=== Source excerpt ===
I’m an engineering manager and I want to transition to product management. I have been trying to move laterally for over a year but with layoffs and reduced headcount it’s been tough finding openings. Getting a job at a new company would be fine except everyone wants specific pm experience. I do have a lot of experience with pm-like responsibilities: sprint planning, roadmapping, ux design, and I’m on calls with customers and prospects every week. Is it worth doing an mba to try and break in? #productmanager #pm #product
Isn't EM very similar= you do strategy, managing, some design?

(Point labeling dataset excerpts)
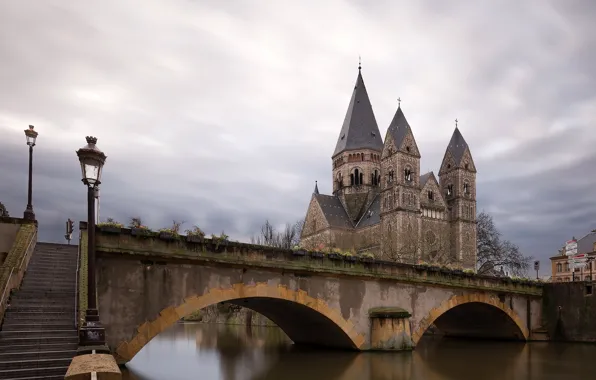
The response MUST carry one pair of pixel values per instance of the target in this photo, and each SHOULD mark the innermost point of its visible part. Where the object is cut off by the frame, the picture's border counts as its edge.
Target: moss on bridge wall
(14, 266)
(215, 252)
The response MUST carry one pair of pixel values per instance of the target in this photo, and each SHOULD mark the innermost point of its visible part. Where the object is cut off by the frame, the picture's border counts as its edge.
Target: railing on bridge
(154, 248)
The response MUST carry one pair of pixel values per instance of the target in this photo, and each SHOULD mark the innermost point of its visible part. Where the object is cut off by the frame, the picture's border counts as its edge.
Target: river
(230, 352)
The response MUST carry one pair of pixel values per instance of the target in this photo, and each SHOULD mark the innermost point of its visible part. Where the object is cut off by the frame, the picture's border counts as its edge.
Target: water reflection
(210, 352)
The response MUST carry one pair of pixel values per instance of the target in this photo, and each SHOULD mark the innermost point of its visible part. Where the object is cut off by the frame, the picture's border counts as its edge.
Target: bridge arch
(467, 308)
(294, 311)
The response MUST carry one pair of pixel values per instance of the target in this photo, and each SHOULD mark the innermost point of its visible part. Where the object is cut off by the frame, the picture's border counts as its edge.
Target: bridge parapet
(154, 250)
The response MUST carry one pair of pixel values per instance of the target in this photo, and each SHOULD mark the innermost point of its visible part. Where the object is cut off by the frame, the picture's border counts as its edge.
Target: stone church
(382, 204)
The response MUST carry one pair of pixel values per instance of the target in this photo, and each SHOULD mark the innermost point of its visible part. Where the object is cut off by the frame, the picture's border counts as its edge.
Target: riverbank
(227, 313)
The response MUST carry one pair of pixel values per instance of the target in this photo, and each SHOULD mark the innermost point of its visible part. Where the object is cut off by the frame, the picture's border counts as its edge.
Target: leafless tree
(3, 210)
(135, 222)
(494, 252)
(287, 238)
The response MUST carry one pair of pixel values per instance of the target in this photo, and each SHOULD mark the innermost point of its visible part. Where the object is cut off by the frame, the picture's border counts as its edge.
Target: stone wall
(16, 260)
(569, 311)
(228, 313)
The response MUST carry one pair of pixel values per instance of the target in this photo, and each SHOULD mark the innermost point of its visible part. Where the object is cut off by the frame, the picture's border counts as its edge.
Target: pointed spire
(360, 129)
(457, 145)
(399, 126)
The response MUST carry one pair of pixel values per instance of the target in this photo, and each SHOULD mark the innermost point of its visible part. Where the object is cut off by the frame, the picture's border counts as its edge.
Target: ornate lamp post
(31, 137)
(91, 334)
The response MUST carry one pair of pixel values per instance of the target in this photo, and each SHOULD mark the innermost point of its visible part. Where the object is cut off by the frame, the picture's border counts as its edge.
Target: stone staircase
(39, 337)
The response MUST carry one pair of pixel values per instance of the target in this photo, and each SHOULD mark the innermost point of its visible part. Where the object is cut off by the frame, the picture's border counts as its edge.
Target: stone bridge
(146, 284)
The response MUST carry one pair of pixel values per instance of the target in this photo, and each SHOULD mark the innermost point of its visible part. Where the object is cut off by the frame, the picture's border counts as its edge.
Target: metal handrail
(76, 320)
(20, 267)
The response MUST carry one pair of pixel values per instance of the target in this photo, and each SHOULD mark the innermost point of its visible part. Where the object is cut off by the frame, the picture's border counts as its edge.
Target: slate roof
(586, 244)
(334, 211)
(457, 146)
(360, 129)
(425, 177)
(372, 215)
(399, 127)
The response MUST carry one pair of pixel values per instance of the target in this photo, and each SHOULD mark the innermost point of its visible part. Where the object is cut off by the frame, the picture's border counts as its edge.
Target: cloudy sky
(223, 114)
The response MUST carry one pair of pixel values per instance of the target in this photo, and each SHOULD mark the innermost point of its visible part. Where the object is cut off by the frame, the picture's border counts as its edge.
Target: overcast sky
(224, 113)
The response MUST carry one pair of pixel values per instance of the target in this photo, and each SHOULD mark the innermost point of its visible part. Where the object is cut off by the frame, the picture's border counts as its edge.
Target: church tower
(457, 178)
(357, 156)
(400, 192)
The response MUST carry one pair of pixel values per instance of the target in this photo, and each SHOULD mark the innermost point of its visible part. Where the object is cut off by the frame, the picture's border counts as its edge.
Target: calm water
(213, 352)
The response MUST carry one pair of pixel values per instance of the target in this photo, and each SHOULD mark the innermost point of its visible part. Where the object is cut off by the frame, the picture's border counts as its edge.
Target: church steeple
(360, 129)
---
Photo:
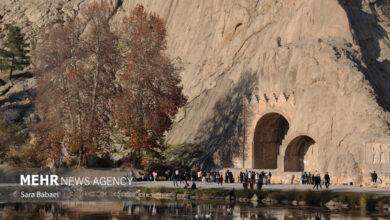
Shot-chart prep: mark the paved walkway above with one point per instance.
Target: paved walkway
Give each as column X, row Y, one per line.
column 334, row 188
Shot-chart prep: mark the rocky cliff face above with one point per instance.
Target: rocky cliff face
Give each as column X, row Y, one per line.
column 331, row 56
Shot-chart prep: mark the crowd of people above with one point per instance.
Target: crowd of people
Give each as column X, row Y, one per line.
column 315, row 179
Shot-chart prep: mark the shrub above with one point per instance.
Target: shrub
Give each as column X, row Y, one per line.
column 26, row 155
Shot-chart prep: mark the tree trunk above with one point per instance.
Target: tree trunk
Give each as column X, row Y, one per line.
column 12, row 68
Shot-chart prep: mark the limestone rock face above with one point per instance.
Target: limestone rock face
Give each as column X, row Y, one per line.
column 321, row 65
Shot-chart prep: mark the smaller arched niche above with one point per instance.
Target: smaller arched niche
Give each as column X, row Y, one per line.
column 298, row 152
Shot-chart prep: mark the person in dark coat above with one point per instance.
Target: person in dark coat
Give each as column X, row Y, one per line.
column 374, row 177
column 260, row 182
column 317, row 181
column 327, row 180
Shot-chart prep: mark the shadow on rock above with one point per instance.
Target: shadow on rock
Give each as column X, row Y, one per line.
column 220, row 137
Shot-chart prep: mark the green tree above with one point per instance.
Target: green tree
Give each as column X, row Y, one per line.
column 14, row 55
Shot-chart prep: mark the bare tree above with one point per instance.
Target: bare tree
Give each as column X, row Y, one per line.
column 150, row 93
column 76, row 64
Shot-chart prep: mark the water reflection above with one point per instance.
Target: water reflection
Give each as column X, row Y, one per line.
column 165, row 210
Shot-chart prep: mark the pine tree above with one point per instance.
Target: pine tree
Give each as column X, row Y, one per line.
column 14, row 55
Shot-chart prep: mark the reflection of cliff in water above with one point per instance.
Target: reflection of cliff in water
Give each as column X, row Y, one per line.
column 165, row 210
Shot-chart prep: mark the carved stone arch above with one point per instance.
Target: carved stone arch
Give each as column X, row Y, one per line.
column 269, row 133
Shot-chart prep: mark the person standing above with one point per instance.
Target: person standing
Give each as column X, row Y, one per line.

=== Written request 1 ===
Return the passage of the career post above that begins at the words "I’m an engineering" and stops after "managing, some design?".
=== Written request 2 ===
According to the career post above, why has moving laterally into product management been hard for the writer? Answer in one to three sentences.

=== Solution 1 ===
I’m an engineering manager and I want to transition to product management. I have been trying to move laterally for over a year but with layoffs and reduced headcount it’s been tough finding openings. Getting a job at a new company would be fine except everyone wants specific pm experience. I do have a lot of experience with pm-like responsibilities: sprint planning, roadmapping, ux design, and I’m on calls with customers and prospects every week. Is it worth doing an mba to try and break in? #productmanager #pm #product
Isn't EM very similar= you do strategy, managing, some design?

=== Solution 2 ===
Layoffs and reduced headcount have made openings difficult to find, even after more than a year of trying.